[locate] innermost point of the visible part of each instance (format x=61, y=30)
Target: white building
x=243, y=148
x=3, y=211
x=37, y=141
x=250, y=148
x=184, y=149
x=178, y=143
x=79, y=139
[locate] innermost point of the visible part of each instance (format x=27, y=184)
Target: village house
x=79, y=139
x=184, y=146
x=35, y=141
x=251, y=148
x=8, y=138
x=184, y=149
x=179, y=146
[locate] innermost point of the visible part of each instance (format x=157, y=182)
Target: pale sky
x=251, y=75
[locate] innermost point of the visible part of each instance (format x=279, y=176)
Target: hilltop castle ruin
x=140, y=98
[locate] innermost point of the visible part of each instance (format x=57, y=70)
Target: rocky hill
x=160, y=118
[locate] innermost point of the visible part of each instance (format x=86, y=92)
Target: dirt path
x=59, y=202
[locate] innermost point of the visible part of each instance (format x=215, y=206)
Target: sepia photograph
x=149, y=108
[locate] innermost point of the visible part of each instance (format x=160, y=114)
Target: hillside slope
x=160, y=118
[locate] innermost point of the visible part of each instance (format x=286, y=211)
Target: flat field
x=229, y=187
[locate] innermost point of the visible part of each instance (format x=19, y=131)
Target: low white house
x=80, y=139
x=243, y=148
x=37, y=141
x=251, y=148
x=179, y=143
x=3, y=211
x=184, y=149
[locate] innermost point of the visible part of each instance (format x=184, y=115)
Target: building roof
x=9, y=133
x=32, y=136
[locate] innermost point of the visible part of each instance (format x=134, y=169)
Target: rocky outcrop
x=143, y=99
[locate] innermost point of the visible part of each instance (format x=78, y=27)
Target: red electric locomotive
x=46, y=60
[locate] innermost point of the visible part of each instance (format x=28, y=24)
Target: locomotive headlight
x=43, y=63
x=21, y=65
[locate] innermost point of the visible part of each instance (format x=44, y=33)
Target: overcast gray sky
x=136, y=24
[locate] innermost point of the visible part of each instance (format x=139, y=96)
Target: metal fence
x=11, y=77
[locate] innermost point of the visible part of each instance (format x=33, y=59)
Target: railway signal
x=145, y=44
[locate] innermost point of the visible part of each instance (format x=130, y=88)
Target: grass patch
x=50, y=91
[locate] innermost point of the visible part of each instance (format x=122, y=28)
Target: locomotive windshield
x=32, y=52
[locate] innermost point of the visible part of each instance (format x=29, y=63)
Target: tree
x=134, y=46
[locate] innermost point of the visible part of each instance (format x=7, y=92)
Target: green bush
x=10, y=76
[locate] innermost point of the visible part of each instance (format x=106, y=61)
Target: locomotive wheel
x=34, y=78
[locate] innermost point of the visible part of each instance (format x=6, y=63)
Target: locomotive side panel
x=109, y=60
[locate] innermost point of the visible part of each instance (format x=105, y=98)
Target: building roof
══════════════════════════════
▶ [THE EXERCISE]: Exactly reproduce the lines that run from the line with "(format x=78, y=27)" through the last line of the records, inclusive.

▶ [EXERCISE OUTPUT]:
[locate] innermost point of the visible part of each instance (format x=78, y=27)
Target: red electric locomotive
x=46, y=60
[locate] innermost point of the visible part of each instance (format x=28, y=24)
Target: locomotive headlight
x=43, y=63
x=21, y=65
[locate] innermost point of the visible part of each instance (format x=44, y=33)
Target: overcast gray sky
x=136, y=24
[locate] innermost point of the visible part of each instance (format x=139, y=96)
Target: metal fence
x=11, y=77
[locate] innermost point of the visible part of each instance (format x=33, y=59)
Target: railway signal
x=145, y=44
[locate] innermost point of the visible part of each instance (format x=130, y=88)
Target: grass patch
x=50, y=91
[locate] innermost point of the visible part of each instance (format x=122, y=28)
Target: locomotive windshield
x=32, y=52
[locate] innermost point of the visible part of each instance (format x=29, y=63)
Target: tree
x=134, y=46
[locate] innermost point of the visible part of each instance (format x=7, y=92)
Target: green bush
x=10, y=76
[locate] innermost point of the visible part of each instance (format x=106, y=61)
Target: locomotive wheel
x=34, y=78
[locate] innermost point of the visible part of each instance (format x=6, y=63)
Target: locomotive side panel
x=109, y=60
[locate] innermost point of the visible part of each instance (format x=105, y=98)
Target: building roof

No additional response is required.